Coloquei uma pilha de livros junto a mim. Terminei de ler um capítulo de um deles e, tão-logo iniciara a leitura de um capítulo de outro livro, inquietaram-me “vastas tempestades elétricas cerebrais” (Nicolelis, 2011: 55), a que chamamos de “pensamentos”. Eis aí a definição neurocientífica de pensamento. Longe de representar a experiência fenomenológica que temos de pensamento – experiência esta de base simbólica (pela força do signo) -, essa definição encerra a base neurofisiológica do pensamento. Não é este tema que me ocupará nesta nova oportunidade que tenho de escrever. Vou-me ocupar com reflexões sobre o testemunho de Marcel Conche, em seu livro Análise do Amor (livro cuja leitura recomendo a todos que me leem).
A grande maioria de meus textos que divulgo neste espaço dá testemunho da aturada convivência que tenho com os livros. A leitura me fertiliza os pensamentos. E os trechos de Conche, sobre os quais recairão minhas reflexões, vêm a propósito justamente num dia em que, há pouco, ocupava-me a alma a robusta ideia do direito que tem a voz ateísta de também fazer-se massivamente presente nas redes sociais de relacionamentos virtuais. Apercebi-me de que abundam, naqueles espaços on-line, mensagens de inspiração religiosa. Também, nós, ateus, temos o direito de manifestar nossas posições, através de pensamentos nossos ou alheios, de postagens com imagens (embora não depreciativas) que representem a(s) verdade(s) ocultada(s) pela religião.

▸ **Objetivos**:
1. No trecho sobre leitura e ateísmo, que livro de Marcel Conche é recomendado a todos os leitores?
2. Prossiga o trecho sobre leitura e ateísmo a partir da última frase.
Não é preciso consultar as linhas.

▸ **Linhas do conjunto**:
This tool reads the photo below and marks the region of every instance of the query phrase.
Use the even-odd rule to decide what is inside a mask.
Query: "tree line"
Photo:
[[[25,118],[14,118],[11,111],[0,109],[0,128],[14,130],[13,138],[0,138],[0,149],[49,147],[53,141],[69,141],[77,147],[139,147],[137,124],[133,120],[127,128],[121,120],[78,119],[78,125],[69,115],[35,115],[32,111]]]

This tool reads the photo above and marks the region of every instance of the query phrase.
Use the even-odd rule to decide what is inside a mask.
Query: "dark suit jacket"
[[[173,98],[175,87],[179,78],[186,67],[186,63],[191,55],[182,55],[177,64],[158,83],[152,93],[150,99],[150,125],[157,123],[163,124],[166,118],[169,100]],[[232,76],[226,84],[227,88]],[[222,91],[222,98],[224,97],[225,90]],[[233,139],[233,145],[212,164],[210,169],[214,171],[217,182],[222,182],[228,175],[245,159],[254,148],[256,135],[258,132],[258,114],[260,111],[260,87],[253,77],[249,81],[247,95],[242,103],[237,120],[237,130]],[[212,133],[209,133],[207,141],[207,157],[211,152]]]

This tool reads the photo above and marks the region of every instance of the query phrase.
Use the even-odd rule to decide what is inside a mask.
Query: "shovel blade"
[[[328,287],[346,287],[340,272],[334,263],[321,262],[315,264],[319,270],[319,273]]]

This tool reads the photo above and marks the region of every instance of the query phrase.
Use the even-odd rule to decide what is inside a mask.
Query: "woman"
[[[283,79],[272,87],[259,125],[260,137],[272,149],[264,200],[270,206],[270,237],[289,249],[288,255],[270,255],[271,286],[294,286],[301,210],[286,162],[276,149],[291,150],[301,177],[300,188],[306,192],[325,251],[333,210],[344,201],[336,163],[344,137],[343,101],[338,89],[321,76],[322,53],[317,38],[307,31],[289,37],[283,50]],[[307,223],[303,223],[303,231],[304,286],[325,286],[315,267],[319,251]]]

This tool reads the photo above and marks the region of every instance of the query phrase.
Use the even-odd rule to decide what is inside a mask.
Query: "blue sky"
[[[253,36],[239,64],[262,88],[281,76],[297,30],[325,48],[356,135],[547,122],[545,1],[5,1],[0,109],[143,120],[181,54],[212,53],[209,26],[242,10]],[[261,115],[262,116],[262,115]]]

▸ **Respostas por tarefa**:
1. Análise do Amor.

2.
O texto de Conche é, como dizia, um testemunho de seu amor à filosofia, um testemunho de como se tornou filósofo, de como a filosofia contribuiu significativamente para que ele se desafogasse do emaranhado de ideias, crenças e convicções lapidadas no obscurantismo, na ignorância, na falsidade da tradição cristã de que ele foi herdeiro. Assim é que, em suas palavras confessionais, plasmei uma imagem de mim. Sentia-me representado nas experiências em que ele estivera envolvido e que tratava de representar com aquelas palavras. É disso, pois, que tratarei, ao procurar reler este texto, ou melhor, parte dele. Os trechos que citarei constam do capítulo Tornar-se grego, no qual Conche conta-nos sobre sua descoberta dos sábios gregos, a cujos conhecimentos deve não só o reconhecimento do valor humano da filosofia, mas a assunção de sua condição de ateu. Sim, Conche se reconhece ateu no momento mesmo que descobre a filosofia, mormente o espírito filosófico dos gregos antigos.
Cuido poder, agora, enunciar minha tese, que tem a forma que se segue:

A superação do pensamento religioso-místico só é possível pela descoberta do espírito filosófico.

Entendo por espírito “consciência”, ou, se preferirem, “pendor”. E por que falo em “descoberta” desse pendor filosófico? Nesse tocante, minha tese é consonante com a posição de Conche, que será por mim aqui explicitada e (re)pensada. Estou de acordo com Conche quanto ao fato de o normal no homem é viver indagando, questionando, entregando-se ao exame crítico do mundo em que vive. Por isso, todos nós somos filósofos em potencial. Todos os indivíduos, sempre que lhes são dadas as condições necessárias, são capazes de descobrir esse “espírito filosófico” adormecido em sua mente. É o que sucedeu comigo, com Conche e, provavelmente, com todos que se decidiram pelo valor da razão.
Leiamos o trecho com que Conche inicia o capítulo, já referido acima:

“Filosofar parece-me a única atividade normal do homem: do homem qualquer, entendo, sem gênio particular, mas também do homem de gênio (do artista, do poeta) na medida em que é, vivo ou moribundo, um homem como outro; porque  o que é normal para o homem não é – não é simplesmente – comer, beber, dormir, amar, coisas que os bichos também fazem, não é viver – limitar-se a viver – nem trabalhar para comer e comer para viver, mas é não viver sem refletir, isto é, sem se perguntar o que faz no mundo, o que é o mundo, o que significa a vida – em suma, o que é normal para o homem é não viver sem filosofar (...). Vou contar agora como se tornar filósofo: para mim significou tornar-me grego”.

(p. 103)
(grifo meu)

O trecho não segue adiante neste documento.